## STUDY QUESTIONS
- a) Answer these from the prayer-meeting passage, one per line:
(i) How many people sit around the small folding table?
(ii) For how long has the woman leading the prayer prayed weekly for her kids?
(iii) Which chapter of Genesis does the passage cite?
- b) Quote the prayer-meeting passage between "I didn’t realize" and "she’s all in.", inclusive.

## SUPPLIED TEXT
-- -- --

I didn’t realize I had it in me.
Mid morning light breathes through tall windows into the white walled room. Six of us, planted in black plastic chairs, congregate around a small folding table. Three of them are grandmothers, yet two of them look younger than me.
Today, we meet for the first time.
She prays with the confidence of Tom Brady and the humility of a waterboy. She’s prayed like this for her kids every week for over 25 years. Big and small prayers have been answered. Yet, many big requests are still pending. Nevertheless, she’s all in.
Lord, you know what Tara’s child needs. You are behind the scenes working and shaping her child. You see her girl and you walk with her. Nothing is hidden from You. Give Tara and her husband the wisdom they need to guide their child…
The thought, she doesn’t know my kid, hijacks my prayers. A snide snicker escapes my lips. The awkward sound rustles through the quiet room, like a stolen candy bar falling out from under my toddler’s shirt after leaving the grocery store.
My eyes pop open. I suck in a quick breath and hold it. No one’s looking up. Whew.
Did I really laugh as this kind stranger prays for my child? I wish I could swallow the laugh back inside.
Then I remembered Sarah.
She laughed at a stranger once, too.
In Genesis 18, The Lord comes to Abraham, again, to remind him of His promise. This time Sarah is in earshot of the conversation. Standing in front of Abraham’s house the Lord says, “By this time next year your wife will be holding a baby boy.”

-- -- --

## RECORDS SUPPLIED
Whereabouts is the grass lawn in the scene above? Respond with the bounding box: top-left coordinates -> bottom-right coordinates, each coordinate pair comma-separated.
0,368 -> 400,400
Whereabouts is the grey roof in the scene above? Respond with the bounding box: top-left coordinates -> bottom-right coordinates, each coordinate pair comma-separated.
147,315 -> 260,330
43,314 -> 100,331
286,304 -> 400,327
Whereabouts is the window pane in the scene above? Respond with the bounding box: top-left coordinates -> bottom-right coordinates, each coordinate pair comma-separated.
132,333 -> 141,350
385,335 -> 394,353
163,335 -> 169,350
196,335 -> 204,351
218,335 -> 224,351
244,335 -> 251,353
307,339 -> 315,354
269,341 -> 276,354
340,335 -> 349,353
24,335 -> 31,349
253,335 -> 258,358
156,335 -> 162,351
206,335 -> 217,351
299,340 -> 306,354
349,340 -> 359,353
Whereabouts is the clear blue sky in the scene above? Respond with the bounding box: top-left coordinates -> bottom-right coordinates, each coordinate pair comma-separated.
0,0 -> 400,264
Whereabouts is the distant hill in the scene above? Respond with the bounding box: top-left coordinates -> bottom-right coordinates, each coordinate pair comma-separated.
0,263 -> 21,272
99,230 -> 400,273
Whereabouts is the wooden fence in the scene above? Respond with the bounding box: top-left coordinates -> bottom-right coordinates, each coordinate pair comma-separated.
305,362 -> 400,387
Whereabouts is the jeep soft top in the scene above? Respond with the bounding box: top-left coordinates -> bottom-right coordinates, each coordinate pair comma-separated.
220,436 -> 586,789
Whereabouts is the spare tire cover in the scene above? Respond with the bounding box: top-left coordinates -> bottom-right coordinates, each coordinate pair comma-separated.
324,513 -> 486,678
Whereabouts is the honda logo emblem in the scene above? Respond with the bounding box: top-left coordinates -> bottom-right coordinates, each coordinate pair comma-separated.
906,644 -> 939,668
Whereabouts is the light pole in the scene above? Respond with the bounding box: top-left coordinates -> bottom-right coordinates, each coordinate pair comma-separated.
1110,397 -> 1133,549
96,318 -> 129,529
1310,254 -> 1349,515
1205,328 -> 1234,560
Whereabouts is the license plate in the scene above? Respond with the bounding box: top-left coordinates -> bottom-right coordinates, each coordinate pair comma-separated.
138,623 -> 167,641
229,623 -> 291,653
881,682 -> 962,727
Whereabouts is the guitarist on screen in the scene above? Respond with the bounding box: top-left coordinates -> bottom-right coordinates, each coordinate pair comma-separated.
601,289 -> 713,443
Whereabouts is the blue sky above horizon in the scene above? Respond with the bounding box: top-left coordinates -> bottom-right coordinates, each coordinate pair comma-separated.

-- -- --

## ANSWERS PROVIDED
- a)
(i) Six
(ii) Over 25 years
(iii) Genesis 18

- b)
I didn’t realize I had it in me.
Mid morning light breathes through tall windows into the white walled room. Six of us, planted in black plastic chairs, congregate around a small folding table. Three of them are grandmothers, yet two of them look younger than me.
Today, we meet for the first time.
She prays with the confidence of Tom Brady and the humility of a waterboy. She’s prayed like this for her kids every week for over 25 years. Big and small prayers have been answered. Yet, many big requests are still pending. Nevertheless, she’s all in.